Source data below:

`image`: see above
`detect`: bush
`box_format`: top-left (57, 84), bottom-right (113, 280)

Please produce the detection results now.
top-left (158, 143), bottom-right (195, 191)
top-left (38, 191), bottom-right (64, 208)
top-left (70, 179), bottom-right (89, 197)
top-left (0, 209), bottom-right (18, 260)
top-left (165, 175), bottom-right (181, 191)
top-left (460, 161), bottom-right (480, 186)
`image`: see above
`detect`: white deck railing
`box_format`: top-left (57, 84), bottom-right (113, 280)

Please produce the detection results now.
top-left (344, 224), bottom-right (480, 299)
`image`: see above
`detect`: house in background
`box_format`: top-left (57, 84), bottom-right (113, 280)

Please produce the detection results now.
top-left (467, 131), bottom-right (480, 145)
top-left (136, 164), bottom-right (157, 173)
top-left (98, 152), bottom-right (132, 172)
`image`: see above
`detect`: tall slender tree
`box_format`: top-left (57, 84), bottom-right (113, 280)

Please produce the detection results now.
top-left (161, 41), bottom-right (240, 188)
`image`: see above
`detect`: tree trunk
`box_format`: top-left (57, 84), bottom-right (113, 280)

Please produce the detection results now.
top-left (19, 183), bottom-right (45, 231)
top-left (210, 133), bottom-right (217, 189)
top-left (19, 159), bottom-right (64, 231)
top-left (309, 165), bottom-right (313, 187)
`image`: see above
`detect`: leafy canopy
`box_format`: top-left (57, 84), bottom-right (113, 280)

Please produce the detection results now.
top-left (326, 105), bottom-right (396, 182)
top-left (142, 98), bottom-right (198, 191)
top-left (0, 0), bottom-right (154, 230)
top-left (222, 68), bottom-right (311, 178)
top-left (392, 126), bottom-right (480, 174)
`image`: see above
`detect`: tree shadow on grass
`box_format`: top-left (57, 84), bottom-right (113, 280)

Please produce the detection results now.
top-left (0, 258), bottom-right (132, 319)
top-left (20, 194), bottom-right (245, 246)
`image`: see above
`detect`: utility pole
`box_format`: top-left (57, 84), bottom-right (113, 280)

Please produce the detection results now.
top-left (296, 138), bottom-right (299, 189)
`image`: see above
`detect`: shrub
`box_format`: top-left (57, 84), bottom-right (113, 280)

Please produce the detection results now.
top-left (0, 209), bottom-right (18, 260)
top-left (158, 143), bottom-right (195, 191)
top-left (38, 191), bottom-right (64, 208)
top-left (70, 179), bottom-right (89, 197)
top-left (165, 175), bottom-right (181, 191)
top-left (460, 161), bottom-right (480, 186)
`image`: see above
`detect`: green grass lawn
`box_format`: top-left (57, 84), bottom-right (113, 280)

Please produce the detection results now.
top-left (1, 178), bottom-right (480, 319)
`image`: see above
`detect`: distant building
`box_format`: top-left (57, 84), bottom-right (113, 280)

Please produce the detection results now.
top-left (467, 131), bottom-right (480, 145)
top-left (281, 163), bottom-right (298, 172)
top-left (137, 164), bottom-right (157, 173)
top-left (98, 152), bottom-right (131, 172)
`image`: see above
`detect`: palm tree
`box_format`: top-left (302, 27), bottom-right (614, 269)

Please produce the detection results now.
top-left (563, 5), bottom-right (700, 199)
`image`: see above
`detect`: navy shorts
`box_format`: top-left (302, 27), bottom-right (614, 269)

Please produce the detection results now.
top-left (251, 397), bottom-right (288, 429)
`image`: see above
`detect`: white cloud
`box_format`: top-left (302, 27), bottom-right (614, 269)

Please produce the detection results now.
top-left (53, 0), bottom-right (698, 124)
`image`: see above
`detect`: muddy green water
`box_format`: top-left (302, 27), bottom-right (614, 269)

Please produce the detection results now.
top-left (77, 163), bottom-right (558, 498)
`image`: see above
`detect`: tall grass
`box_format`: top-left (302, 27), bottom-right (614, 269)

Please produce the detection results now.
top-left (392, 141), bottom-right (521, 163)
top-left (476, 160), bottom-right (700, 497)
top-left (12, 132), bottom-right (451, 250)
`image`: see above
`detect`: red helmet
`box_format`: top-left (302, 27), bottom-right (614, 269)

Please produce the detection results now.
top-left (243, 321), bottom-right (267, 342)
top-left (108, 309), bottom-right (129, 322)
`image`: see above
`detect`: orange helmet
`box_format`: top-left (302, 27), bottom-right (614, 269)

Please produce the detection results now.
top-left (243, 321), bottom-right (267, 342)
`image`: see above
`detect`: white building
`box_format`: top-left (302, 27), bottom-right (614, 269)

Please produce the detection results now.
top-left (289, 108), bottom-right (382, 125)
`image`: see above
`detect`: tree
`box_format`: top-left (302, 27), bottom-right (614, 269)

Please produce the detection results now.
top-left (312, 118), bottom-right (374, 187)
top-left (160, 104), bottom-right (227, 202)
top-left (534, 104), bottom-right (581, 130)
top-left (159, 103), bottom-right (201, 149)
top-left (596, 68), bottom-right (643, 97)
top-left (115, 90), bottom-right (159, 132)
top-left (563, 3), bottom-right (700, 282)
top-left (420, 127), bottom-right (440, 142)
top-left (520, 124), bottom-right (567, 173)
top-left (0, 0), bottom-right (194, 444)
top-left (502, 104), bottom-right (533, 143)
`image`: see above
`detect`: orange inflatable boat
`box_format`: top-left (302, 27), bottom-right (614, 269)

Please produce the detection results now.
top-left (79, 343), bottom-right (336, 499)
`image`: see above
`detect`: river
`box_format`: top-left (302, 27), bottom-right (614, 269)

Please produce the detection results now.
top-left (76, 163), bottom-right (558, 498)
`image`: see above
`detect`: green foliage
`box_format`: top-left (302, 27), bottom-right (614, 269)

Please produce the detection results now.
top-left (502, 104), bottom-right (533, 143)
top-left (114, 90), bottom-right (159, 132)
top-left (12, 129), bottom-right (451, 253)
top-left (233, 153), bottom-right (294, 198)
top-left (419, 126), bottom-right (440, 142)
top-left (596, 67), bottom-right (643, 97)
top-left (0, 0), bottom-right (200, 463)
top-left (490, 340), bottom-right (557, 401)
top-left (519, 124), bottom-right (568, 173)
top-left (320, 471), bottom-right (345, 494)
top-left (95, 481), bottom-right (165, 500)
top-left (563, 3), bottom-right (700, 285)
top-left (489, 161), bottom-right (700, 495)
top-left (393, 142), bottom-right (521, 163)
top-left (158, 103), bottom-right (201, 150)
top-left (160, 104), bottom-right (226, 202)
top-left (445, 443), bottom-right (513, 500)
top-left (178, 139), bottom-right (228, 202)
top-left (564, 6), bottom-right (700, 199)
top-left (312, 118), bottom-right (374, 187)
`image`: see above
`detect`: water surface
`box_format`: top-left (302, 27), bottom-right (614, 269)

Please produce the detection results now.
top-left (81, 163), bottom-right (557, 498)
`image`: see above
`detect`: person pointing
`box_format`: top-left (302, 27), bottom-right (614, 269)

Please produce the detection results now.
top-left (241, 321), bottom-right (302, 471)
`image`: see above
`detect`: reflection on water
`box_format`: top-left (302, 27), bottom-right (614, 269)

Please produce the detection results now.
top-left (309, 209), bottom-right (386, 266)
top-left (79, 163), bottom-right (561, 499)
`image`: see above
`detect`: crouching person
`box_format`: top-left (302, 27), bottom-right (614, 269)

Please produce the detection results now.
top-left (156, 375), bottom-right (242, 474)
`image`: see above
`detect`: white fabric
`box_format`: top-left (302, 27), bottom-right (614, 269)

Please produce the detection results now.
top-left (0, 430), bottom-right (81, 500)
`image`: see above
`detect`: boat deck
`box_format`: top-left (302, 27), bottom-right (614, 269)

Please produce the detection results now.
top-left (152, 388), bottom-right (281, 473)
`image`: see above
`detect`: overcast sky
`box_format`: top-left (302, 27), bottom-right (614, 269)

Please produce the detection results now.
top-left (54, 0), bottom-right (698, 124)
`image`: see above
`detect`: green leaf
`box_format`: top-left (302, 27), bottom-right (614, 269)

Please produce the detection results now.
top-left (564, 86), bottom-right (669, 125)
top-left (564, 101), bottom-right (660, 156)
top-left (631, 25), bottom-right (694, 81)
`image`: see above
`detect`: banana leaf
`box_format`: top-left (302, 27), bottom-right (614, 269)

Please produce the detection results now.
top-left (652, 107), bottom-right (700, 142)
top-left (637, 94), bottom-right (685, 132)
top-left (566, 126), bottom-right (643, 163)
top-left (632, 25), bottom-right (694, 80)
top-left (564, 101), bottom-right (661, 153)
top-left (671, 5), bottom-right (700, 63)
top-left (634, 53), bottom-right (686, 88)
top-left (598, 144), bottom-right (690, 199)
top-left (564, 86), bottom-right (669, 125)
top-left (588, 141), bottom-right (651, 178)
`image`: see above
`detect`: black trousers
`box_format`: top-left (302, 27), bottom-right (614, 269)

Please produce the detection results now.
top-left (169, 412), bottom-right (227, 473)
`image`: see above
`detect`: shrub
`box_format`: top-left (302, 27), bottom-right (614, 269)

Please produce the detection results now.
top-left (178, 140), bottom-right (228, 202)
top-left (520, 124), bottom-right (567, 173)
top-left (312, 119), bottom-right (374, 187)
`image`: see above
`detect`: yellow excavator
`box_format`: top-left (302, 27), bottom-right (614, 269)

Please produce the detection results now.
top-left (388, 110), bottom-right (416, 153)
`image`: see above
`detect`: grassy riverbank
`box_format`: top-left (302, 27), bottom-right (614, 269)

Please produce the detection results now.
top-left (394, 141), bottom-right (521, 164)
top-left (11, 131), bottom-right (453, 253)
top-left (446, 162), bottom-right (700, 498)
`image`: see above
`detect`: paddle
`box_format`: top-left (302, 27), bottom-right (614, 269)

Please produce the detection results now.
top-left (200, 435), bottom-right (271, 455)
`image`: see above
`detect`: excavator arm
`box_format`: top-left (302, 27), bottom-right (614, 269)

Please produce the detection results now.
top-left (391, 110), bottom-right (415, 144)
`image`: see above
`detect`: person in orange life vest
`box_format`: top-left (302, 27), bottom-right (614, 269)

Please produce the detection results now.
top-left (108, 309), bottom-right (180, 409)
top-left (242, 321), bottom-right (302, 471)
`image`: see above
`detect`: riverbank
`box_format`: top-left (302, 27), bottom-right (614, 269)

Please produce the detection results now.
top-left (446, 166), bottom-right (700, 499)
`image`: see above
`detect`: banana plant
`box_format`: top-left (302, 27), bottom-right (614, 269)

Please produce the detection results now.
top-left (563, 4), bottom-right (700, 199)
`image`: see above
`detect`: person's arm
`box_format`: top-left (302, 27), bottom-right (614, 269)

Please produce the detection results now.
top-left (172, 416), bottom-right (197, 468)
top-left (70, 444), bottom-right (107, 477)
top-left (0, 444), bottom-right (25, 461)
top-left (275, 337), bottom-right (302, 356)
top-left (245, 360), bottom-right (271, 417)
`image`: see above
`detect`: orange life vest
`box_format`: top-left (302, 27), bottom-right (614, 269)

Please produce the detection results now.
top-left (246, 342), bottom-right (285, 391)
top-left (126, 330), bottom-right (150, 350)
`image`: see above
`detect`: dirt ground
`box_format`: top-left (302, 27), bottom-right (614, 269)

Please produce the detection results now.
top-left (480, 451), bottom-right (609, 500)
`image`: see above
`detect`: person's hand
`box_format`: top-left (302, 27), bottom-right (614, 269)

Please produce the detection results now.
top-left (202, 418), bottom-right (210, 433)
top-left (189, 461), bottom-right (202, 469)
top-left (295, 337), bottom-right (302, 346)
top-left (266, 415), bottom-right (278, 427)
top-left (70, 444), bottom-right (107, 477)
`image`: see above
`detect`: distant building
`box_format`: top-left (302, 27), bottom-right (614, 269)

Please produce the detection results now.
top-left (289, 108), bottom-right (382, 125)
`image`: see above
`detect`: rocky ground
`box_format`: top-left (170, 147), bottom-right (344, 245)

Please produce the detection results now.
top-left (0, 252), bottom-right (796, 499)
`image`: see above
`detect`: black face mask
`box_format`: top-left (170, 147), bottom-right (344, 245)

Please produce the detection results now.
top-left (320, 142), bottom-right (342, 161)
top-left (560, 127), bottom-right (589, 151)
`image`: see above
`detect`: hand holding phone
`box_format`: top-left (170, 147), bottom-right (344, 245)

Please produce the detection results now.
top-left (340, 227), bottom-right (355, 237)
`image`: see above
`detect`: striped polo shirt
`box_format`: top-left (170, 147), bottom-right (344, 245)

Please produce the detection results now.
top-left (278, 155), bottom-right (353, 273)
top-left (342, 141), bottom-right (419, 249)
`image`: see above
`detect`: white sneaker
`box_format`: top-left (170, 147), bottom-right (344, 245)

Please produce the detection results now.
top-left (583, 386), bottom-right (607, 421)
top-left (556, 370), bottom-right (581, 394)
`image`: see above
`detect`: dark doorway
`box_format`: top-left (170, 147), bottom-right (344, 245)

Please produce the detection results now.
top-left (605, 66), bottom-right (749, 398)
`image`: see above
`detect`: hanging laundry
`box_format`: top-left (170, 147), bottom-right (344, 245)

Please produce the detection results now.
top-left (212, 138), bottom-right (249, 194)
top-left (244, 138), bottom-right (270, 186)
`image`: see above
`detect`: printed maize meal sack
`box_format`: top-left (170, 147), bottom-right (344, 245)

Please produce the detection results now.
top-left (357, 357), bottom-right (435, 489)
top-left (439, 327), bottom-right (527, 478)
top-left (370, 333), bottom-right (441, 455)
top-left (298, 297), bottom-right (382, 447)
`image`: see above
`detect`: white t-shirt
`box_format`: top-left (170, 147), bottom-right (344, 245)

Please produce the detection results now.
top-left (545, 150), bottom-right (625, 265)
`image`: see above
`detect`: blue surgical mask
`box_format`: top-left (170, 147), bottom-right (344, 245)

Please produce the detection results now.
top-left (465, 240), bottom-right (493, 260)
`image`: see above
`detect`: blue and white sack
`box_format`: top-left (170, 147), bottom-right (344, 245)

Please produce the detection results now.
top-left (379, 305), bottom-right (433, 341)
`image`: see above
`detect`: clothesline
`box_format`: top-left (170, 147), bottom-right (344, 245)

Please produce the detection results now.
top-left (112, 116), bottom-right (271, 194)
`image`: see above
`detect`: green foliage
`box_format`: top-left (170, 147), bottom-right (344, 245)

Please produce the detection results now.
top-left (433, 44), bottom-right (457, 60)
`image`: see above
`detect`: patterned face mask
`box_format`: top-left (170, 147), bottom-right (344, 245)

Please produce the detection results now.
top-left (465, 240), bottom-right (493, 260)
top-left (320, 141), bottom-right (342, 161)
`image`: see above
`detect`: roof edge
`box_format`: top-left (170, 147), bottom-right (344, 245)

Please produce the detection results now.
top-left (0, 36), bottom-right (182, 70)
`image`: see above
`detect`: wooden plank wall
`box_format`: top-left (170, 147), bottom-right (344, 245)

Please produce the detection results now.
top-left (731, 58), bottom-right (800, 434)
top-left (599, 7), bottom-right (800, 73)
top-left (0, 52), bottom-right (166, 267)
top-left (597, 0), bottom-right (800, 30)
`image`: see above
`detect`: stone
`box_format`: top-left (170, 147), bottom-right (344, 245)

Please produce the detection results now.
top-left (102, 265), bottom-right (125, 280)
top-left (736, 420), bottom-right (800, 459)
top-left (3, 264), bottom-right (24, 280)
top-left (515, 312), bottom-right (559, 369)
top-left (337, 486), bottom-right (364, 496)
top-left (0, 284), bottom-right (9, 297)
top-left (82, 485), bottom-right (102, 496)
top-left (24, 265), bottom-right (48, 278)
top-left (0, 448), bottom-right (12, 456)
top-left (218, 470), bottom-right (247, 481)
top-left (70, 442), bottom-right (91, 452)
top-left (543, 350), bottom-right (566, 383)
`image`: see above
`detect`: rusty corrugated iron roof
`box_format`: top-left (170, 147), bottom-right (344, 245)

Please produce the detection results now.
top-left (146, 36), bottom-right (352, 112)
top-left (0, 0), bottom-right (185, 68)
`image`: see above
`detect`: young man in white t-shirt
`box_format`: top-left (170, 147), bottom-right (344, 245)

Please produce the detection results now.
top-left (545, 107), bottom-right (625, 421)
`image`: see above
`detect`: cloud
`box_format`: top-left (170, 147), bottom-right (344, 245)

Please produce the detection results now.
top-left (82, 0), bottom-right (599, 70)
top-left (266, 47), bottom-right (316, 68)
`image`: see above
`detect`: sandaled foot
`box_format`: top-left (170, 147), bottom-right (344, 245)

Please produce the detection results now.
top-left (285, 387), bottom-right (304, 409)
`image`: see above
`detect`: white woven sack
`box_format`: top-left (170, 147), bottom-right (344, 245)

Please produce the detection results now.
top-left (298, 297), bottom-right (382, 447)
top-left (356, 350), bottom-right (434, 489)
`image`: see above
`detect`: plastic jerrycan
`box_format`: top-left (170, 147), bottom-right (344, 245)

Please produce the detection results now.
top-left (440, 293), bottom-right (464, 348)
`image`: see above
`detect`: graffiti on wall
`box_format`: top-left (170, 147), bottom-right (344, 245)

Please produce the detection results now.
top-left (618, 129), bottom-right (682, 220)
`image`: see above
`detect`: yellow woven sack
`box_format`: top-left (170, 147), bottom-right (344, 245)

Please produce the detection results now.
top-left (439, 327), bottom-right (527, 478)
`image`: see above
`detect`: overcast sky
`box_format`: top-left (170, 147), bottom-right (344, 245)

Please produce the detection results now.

End of Source data.

* Aim of the exercise
From the listing above, copy every line where the string "roof" is found.

* Completed task
`detect`: roof edge
`detect`: rusty corrugated iron roof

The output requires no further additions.